- **Text segment**

====================

This is officially much more than a hobby for Scott and Tiff Sink.

Years after publishing a book compiling 63 of the most popular national parks in the U.S., Sink, with the help of his wife, Tiff, and mother (listed as a co-author for her contributions), undertook the extensive task of writing a guide book that gives readers a detailed look into all 155 national forests. Scott Sink, for his part, is also is a frequent contributor to the Wyoming Tribune Eagle.

And yes, there is a difference between national parks and national forests.

Each are regulated by different government entities and are designated based on different qualities. For one, national parks serve the sole purpose of preserving important ecosystems for the enjoyment of park-goers.

Forests, on the other hand, have a variety of uses, from harvesting lumber, to raising livestock and, of course, providing people with a space for outdoor recreational activities.

“It’s always been something we wanted to do,” Sink said in a phone interview this past week. “We had talked about trying to hike to the rest of the national forests at one point in our life, and it just seemed like the right time to do it.

“When you’re in the national forest you’re out on hiking trails, there aren’t really visitor centers or museums or anything.”

With a doctorate in forestry, experience working for the National Forest Service in Alaska, three years as a professor at California Polytechnic State University and a childhood passion for creative writing, Sink is an environmental enthusiast. He is well equipped to write something like “Out In the Woods: An Introductory Guide to America’s 155 National Forests.”

“I grew up visiting national parks and hiking. My dad worked in an office his whole career so he always wanted to be outside for vacations,” Sink said. “I can’t be stuck in an office. I wanted to try to find something where I was working outdoors.”

Beginning with the pandemic, Sink and his wife were cooped up in the house with 50 or so national forests under their belt. Somewhere in the lull, they decided it was time to complete that list, so for the rest of the pandemic, they traveled around the country to forests big and small, researching and surveying each for a two-page section in the book.

Each location receives equal informational treatment. There’s a summary on the founding of the forest, a description of the trees and ecosystem within it as well as inclusion of one hike that gives visitors the optimal opportunity to experience the space.

Doing so for each forest isn’t always easy – many of the southern states have multiple parks that began to blur together toward the end of the endeavor, save for the variations of native trees. But there’s something to look forward to in each.

More than a technical compilation of forests with textbook style information, Sink and his wife, who edited the book, tried to be as engaging as possible.

It’s a good thing, because the true purpose of the book is to fill the gaps in information about our country’s national forests.

“If you type in how many national forests there are in Wyoming and try to find something on the internet, there’s a lot of stuff about the hiking trails, but even the Forest Service website doesn’t provide a very good background on why the forest is here,” Sink said.

However, Sink had trouble finding a publisher for the book. Many denied him over the book’s lack of regional focus.

Oddly enough, it was Sink’s intention to broaden the scope of the work. The hope is that the book can serve as a road map for anyone looking to complete a journey like Sink’s, so they decided to self publish.

On June 21, Scott and Tiff Sink will give a presentation about the book at the Laramie County Library at 7 p.m. Rather than delve too deep into the book’s contents, Scott will give contextual information on why national forests exist, and discuss the importance of the often ignored landmarks.

“Out in the Woods” was released on May 25 and can be ordered on Amazon. The Sinks’ website, Raven About the Plains, has more information about each forest as well as national park they have visited.

Scott Sink is a frequent contributor for the Wyoming Tribune Eagle.

====================

- **Records provided**
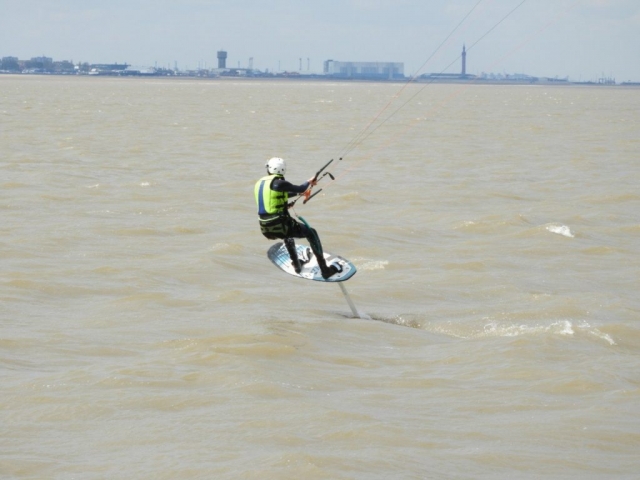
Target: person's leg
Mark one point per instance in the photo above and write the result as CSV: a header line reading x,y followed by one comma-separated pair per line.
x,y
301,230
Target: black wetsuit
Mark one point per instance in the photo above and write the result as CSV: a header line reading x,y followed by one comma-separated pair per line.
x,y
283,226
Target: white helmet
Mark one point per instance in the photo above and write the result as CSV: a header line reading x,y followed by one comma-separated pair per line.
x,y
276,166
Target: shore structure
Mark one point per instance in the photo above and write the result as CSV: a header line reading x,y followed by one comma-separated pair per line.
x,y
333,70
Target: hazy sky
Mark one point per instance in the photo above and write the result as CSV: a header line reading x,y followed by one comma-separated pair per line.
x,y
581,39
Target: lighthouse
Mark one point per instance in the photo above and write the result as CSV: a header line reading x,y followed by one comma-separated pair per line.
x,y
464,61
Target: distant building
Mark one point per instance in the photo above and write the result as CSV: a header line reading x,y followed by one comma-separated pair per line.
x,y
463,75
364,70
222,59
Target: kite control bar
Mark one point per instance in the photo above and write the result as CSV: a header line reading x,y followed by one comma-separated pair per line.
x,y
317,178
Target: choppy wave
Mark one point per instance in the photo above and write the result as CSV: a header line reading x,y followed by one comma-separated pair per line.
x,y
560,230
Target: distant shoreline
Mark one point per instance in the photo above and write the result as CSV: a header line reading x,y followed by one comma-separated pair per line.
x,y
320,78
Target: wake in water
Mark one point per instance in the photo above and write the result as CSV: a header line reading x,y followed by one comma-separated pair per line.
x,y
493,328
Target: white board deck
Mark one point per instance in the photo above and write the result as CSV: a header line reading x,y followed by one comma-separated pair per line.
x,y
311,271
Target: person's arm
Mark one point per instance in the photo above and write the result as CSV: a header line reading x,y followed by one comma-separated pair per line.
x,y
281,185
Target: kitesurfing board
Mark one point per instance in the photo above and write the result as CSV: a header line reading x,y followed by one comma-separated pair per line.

====================

- **Requirement 1**
Decide whether each statement agrees with the article on the forest guidebook. Answer yes or no for each, and quote the words of the article that settle it.
(a) The guidebook covers every one of the 155 national forests.
(b) Sink's mother edited the book.
(c) The book was released through a publisher with a regional focus.
- **Requirement 2**
Reproduce a passage of the article on the forest guidebook word for word, beginning at the words "This is officially" and stopping after the words "enjoyment of park-goers.".

- **Solution 1**
(a) Yes: "a guide book that gives readers a detailed look into all 155 national forests"
(b) No: "Sink and his wife, who edited the book"
(c) No: "so they decided to self publish"

- **Solution 2**
This is officially much more than a hobby for Scott and Tiff Sink.

Years after publishing a book compiling 63 of the most popular national parks in the U.S., Sink, with the help of his wife, Tiff, and mother (listed as a co-author for her contributions), undertook the extensive task of writing a guide book that gives readers a detailed look into all 155 national forests. Scott Sink, for his part, is also is a frequent contributor to the Wyoming Tribune Eagle.

And yes, there is a difference between national parks and national forests.

Each are regulated by different government entities and are designated based on different qualities. For one, national parks serve the sole purpose of preserving important ecosystems for the enjoyment of park-goers.